◆ Отрывок текста
Наш автор отдает предпочтение Расину перед Корнелем и даже, кажется, считает Вольтера более естественным: но он исчерпал все, что можно сказать о французской трагедии в своем рассказе о Корнеле; и все, что он добавляет о Расине и Вольтере, является лишь модификацией тех же общих принципов. Он не смог дать общей характеристики ни тому, ни другому, как отличной от основателя французской драматической школы; у Корнеля было больше пышности, у Расина — больше нежности; Вольтер стремился к более сильному эффекту: но существенные качества у всех них одни и те же; стиль всегда французский, так же как и язык, на котором они пишут.

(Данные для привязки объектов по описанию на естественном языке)
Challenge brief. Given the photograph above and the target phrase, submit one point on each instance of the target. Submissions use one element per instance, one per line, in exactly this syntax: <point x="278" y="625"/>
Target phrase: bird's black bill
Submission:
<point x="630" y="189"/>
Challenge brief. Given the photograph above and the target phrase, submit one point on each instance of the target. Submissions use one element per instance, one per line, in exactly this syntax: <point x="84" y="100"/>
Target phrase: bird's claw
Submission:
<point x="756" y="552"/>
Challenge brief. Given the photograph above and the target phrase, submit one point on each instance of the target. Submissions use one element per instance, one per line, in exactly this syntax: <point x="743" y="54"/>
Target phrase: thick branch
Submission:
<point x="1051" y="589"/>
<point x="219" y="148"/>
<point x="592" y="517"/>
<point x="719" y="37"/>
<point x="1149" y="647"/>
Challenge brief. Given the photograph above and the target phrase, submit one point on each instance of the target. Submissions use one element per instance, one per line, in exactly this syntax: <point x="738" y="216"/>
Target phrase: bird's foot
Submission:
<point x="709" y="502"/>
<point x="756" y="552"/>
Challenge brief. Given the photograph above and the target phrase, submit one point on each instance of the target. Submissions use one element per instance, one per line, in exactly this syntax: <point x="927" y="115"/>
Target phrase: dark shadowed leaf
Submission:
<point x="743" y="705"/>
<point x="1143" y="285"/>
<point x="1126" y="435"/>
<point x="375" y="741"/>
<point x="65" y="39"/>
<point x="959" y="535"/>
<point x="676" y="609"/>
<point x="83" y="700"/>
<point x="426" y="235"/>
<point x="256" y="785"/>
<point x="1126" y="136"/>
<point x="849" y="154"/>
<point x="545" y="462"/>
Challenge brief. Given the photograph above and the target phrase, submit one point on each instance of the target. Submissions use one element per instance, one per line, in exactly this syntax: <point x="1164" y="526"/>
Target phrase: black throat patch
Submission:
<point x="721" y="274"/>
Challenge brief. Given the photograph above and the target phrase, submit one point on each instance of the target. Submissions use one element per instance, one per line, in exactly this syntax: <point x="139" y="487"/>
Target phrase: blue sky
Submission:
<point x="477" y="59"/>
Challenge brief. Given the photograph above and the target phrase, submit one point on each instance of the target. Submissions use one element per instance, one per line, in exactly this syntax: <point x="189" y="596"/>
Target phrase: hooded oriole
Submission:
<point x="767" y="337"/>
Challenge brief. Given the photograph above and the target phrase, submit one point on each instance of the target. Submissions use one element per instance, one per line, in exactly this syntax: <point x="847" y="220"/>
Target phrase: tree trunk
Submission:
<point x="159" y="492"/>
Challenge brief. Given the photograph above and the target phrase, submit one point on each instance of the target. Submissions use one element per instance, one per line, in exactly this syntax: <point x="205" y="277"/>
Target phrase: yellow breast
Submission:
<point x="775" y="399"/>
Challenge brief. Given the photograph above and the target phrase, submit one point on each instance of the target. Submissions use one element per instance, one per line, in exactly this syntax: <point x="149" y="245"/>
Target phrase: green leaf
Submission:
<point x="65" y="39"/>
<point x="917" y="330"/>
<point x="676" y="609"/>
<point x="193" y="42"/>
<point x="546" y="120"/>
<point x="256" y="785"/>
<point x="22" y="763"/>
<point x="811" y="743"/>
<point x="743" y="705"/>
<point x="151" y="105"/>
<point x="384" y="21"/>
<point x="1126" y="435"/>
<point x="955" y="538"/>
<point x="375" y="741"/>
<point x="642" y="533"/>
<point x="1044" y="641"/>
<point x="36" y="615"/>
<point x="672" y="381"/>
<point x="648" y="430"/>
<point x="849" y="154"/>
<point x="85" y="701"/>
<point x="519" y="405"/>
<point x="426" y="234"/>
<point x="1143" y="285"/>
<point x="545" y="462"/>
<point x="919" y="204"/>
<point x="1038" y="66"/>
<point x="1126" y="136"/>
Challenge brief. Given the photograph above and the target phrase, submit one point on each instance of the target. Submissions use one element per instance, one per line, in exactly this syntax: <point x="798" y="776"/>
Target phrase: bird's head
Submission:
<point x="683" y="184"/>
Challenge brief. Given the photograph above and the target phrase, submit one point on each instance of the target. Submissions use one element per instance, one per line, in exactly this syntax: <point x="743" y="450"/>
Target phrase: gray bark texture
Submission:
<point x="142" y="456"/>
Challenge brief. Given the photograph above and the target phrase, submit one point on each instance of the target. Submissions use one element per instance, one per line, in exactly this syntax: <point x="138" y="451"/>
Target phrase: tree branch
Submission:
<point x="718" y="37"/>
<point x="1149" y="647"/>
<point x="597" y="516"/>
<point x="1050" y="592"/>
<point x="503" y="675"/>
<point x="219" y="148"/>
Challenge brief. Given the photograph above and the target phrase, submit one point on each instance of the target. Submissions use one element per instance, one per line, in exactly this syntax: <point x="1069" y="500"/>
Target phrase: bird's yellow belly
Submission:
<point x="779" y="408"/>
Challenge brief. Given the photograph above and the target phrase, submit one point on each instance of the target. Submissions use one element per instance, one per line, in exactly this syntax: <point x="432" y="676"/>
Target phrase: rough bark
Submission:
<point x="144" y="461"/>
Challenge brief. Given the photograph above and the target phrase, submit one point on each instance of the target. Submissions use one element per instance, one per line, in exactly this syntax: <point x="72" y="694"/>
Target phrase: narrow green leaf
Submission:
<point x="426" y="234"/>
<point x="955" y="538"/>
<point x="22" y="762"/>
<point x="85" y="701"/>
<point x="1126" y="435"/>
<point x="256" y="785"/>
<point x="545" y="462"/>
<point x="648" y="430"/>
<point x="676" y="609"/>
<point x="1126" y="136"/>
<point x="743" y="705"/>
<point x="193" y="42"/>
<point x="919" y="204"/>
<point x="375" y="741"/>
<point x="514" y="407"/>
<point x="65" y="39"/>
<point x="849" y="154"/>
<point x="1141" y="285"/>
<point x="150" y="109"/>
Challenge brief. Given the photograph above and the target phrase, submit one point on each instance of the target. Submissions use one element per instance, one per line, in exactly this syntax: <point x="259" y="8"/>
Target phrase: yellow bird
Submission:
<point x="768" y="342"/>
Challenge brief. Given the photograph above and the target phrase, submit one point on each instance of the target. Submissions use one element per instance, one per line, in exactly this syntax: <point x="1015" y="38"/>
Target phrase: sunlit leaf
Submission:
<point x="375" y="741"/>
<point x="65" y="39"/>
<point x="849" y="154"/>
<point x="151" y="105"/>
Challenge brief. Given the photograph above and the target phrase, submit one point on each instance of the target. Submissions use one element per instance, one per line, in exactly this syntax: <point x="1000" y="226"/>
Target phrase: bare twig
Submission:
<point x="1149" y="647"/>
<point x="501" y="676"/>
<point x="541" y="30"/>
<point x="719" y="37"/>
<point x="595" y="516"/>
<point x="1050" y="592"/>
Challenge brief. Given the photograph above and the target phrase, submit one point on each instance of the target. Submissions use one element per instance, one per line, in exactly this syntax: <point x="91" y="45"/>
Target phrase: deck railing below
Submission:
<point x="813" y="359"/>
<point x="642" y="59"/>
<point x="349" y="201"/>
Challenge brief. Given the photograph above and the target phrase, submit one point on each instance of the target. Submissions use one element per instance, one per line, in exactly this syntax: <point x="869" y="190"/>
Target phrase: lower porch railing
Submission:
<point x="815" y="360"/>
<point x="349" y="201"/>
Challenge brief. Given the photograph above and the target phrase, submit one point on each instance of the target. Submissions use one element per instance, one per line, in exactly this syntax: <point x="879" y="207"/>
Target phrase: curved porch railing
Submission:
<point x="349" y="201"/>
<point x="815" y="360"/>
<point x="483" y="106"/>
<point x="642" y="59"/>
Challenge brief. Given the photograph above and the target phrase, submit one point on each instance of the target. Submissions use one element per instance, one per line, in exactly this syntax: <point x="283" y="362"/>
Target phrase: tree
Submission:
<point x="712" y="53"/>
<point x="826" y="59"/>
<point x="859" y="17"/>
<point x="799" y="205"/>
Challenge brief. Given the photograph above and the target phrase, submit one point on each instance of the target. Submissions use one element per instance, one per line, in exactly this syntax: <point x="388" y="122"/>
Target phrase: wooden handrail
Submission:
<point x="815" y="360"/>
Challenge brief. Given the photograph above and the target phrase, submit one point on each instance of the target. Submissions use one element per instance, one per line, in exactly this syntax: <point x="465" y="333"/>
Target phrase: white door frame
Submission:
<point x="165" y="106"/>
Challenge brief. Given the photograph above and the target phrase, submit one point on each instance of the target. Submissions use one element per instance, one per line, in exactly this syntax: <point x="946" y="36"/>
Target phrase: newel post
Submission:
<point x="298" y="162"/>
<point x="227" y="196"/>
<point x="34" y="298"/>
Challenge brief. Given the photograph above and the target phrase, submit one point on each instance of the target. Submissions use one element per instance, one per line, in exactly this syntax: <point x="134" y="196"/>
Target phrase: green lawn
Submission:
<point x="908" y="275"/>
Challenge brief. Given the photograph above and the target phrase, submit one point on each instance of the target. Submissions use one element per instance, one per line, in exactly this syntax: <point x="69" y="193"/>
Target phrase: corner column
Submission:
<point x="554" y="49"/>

◆ Задание
Ответьте по отрывку о французской трагедии:
(a) Кому автор отдает предпочтение перед Корнелем?
(b) Чего, по словам отрывка, было больше у Корнеля?
(c) К чему стремился Вольтер?

◆ Ответ
(a) Расину.
(b) Пышности.
(c) К более сильному эффекту.